_Fuente_.
☆ ☆ ☆ ☆

El 24 de marzo de 2017 la Argentina volvió a, digamos, 1971. El viernes en Plaza de Mayo se leyó: “En esta plaza recordamos las luchas en los ingenios azucareros, las Ligas Agrarias, el Cordobazo, el Rosariazo y las comisiones internas en las fábricas, el movimiento sindical, estudiantil y popular, la militancia en las organizaciones del Peronismo Revolucionario: UES, Montoneros, FAP, Sacerdotes por el Tercer Mundo y FAL; la tradición guevarista del PRT, Ejército Revolucionario del Pueblo; y las tradiciones socialistas y comunistas: Partido Comunista, Vanguardia Comunista, PCR y PST; y tantos espacios en los que miles de compañeras y compañeros lucharon por una Patria justa, libre y solidaria”.

El documento no remite tanto a 1976-83 sino a la dictadura de 1966-73. Aquellos tiempos en que la casi totalidad de la militancia política, sindical, estudiantil y barrial se unía para enfrentar a los militares. Tal convergencia era inevitable: el régimen había disuelto todos los partidos, prohibido la actividad política, reprimido todo acto de oposición, prohibido los libros, las películas, el disenso.

                El recuerdo conmueve. Efectivamente, en los años setenta se fue juntando todo lo que luchaba contra aquella dictadura: la izquierda, el peronismo, el radicalismo, los sacerdotes, las ligas agrarias, los socialistas… ¿Por qué se juntaban? Primero, porque eran pocos. Poquísimos. El golpe de 1966 fue recibido sin oposición. La disolución de los partidos se hizo sin resistencia. La implantación dictatorial osciló entre la indiferencia, el consentimiento y el aplauso. El tiempo parecía detenerse para un proyecto reaccionario, cavernícola.

☆ ☆ ☆ ☆

_Material proporcionado_.
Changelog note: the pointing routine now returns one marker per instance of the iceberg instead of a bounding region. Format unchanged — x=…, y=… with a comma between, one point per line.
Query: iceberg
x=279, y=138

☆ ☆ ☆ ☆

_Problema planteado 1_. Según la fuente, ¿cómo fue recibido el golpe de 1966?
_Problema planteado 2_. Resume la fuente en dos oraciones.

_Respuesta final 1_. Sin oposición.

_Respuesta final 2_. El documento leído en Plaza de Mayo el 24 de marzo de 2017 recordaba numerosas luchas y organizaciones militantes, y remite más a la dictadura de 1966-73 que a la de 1976-83. En aquellos años la militancia se unía contra un régimen que había disuelto los partidos y reprimido toda oposición, y lo hacía en primer lugar porque eran muy pocos, ya que el golpe de 1966 fue recibido sin oposición.